* start Provided data *
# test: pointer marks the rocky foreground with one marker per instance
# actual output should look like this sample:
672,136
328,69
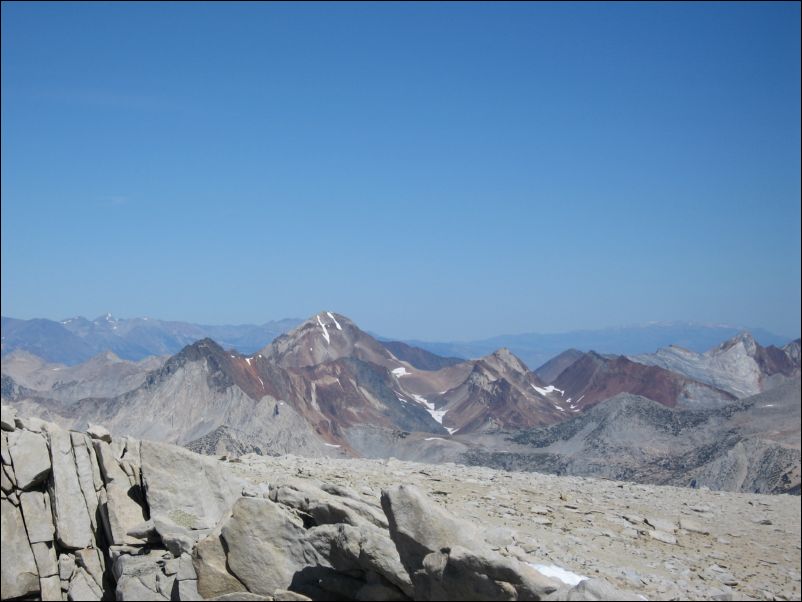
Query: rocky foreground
88,517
* end Provided data *
• _The task_: Rewrite every line of the items above with the pictures left out. Multiply only the answer coordinates by 0.4 and round to whole numbers, halves up, keeping all other numbers unchanged.

• _Task answer_:
# test: pointer marks the rocky foreground with one marker per instance
# actual output should look like this sample:
672,136
328,69
Query: rocky foreground
35,207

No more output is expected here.